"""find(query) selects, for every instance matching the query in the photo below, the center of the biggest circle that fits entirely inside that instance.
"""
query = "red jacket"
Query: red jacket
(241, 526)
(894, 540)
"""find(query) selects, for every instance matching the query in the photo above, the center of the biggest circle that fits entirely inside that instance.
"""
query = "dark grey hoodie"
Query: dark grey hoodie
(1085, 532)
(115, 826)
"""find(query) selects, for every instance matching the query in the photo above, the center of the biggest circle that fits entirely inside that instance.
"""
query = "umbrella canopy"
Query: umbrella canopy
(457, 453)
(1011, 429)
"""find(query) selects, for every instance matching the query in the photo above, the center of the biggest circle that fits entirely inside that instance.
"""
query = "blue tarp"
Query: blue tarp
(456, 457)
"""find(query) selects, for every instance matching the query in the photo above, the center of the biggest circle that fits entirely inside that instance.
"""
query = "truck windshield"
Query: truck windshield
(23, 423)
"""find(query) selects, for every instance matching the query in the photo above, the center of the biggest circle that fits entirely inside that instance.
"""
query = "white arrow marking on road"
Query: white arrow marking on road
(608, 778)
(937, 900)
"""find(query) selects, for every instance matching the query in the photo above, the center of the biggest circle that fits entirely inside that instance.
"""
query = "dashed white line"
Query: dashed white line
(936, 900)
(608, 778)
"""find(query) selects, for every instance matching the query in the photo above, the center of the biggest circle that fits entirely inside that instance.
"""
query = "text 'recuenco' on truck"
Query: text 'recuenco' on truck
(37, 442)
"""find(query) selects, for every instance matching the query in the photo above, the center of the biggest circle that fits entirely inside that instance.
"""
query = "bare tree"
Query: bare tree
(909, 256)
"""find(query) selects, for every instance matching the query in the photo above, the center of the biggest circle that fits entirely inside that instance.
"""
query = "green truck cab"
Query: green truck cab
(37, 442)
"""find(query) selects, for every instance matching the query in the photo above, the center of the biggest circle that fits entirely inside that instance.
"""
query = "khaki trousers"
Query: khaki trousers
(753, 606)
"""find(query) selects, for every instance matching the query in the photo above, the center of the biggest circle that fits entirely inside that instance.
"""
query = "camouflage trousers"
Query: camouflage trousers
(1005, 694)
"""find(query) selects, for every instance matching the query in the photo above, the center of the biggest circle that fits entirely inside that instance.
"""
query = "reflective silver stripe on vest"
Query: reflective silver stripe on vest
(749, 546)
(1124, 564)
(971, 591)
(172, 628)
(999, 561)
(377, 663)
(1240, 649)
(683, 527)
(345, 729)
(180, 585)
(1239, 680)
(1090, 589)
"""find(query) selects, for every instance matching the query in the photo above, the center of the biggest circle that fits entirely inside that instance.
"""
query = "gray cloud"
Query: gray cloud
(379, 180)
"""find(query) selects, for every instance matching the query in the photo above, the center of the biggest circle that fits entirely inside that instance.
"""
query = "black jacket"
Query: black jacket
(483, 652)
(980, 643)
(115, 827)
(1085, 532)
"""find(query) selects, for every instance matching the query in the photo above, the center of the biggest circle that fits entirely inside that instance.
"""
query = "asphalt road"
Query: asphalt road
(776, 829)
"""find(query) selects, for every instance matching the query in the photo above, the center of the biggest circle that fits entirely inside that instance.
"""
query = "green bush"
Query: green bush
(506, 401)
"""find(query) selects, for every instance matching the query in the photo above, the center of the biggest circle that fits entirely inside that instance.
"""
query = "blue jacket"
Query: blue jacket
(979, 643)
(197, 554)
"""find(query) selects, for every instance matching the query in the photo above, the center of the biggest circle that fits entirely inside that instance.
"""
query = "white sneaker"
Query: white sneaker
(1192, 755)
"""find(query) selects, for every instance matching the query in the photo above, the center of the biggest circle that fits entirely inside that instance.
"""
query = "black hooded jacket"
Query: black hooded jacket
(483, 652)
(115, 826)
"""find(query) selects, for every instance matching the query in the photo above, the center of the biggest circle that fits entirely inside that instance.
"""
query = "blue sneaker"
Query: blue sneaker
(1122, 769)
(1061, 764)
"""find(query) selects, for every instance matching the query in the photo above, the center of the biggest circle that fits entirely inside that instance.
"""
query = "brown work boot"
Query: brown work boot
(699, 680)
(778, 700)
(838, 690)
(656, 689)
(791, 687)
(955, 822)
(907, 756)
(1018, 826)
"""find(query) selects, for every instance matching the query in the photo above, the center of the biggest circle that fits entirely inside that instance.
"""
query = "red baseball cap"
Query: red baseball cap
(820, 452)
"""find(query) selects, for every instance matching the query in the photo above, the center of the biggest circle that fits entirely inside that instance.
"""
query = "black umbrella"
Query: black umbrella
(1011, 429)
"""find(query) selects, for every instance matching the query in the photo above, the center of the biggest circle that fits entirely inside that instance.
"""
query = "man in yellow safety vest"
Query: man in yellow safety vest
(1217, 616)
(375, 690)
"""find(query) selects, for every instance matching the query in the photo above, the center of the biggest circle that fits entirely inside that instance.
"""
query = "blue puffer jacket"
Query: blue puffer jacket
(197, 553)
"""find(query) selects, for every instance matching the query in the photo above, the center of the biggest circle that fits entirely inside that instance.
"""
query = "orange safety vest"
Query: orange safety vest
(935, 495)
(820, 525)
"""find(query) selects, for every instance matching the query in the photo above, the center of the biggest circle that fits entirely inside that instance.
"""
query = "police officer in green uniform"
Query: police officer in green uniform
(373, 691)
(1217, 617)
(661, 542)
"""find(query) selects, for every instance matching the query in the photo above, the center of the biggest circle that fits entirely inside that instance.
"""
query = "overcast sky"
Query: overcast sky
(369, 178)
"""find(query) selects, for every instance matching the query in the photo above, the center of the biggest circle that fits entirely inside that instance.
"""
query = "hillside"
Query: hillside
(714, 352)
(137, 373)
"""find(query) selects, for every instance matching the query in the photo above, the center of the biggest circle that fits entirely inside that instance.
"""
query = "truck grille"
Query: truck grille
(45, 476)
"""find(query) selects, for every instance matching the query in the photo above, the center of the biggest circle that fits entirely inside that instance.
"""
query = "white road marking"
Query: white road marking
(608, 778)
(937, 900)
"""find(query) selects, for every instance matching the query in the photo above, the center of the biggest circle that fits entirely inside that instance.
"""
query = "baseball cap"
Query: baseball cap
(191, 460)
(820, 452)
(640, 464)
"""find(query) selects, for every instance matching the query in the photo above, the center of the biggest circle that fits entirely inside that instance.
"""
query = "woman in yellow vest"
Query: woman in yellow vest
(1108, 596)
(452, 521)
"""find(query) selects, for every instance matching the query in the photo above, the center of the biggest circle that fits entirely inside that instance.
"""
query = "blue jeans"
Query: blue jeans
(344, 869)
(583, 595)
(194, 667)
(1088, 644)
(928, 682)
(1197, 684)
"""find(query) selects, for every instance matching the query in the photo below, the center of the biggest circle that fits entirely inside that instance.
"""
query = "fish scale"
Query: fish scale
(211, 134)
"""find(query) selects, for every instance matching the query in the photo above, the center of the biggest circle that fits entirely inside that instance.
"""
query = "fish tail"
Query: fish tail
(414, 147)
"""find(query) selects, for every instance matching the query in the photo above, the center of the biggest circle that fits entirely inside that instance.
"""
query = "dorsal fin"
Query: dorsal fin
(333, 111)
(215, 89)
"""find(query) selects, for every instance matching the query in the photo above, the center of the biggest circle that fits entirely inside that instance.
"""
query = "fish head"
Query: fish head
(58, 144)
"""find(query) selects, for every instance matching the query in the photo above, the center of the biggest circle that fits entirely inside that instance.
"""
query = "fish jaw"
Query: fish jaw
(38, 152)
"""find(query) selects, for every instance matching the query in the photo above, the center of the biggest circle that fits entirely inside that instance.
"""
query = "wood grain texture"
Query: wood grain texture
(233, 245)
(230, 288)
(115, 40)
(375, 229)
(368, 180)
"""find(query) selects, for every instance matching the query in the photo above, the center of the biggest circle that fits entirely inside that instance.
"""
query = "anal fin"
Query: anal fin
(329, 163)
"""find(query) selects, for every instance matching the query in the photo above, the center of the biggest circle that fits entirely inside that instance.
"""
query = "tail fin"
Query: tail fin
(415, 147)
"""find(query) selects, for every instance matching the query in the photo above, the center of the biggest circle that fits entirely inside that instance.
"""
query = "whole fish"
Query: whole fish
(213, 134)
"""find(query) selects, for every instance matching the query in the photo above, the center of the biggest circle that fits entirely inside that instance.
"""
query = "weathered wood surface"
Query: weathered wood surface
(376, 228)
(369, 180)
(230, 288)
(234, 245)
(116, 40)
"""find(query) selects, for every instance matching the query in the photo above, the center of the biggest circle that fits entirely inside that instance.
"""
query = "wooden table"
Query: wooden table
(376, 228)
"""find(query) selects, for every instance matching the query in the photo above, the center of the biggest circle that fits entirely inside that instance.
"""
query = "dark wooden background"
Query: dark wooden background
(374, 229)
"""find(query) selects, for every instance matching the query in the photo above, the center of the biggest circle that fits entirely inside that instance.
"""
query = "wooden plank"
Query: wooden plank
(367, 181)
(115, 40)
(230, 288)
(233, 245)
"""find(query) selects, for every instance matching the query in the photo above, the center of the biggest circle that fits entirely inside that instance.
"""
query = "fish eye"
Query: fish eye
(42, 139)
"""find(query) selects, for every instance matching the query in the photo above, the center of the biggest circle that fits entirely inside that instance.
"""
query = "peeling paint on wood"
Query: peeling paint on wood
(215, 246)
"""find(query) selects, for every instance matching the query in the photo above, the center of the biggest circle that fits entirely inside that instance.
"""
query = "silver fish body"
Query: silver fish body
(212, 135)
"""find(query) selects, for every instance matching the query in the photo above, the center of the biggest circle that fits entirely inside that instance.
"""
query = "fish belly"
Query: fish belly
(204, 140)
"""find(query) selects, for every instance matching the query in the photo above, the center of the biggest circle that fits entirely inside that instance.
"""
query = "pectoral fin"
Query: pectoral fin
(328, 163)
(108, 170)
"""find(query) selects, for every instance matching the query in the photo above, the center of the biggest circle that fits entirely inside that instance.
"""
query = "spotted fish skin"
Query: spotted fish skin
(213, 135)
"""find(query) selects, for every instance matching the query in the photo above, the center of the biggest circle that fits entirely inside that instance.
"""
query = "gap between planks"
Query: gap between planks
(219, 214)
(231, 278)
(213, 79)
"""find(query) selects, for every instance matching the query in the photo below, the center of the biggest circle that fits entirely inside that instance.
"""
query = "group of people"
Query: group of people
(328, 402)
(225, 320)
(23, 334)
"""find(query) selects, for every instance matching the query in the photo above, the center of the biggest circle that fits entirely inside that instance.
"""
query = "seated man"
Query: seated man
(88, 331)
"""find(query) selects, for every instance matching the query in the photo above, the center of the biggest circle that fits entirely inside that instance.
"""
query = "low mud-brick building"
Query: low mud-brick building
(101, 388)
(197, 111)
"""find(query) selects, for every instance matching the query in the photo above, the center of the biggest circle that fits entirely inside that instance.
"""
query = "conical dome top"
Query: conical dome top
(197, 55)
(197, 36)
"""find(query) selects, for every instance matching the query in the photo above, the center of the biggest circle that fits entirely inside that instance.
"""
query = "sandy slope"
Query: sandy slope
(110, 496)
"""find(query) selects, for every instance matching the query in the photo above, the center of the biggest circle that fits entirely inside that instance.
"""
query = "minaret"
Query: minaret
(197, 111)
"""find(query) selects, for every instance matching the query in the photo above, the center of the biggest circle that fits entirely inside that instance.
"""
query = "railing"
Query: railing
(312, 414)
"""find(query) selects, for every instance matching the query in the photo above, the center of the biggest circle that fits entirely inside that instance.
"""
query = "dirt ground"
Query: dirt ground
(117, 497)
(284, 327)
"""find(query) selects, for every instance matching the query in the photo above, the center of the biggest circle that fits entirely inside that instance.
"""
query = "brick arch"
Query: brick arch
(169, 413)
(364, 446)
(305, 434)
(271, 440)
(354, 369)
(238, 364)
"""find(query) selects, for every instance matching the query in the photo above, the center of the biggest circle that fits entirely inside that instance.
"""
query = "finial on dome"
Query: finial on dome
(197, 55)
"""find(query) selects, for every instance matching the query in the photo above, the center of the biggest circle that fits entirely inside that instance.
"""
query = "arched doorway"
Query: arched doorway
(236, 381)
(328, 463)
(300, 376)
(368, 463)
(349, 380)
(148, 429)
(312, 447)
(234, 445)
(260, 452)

--- --- ---

Set problem =
Pick out each line in the records above that contains the string "grey", and copy those lines. Only matches with the same capitalization count.

Problem solution =
query = "dark grey hoodie"
Query: dark grey hoodie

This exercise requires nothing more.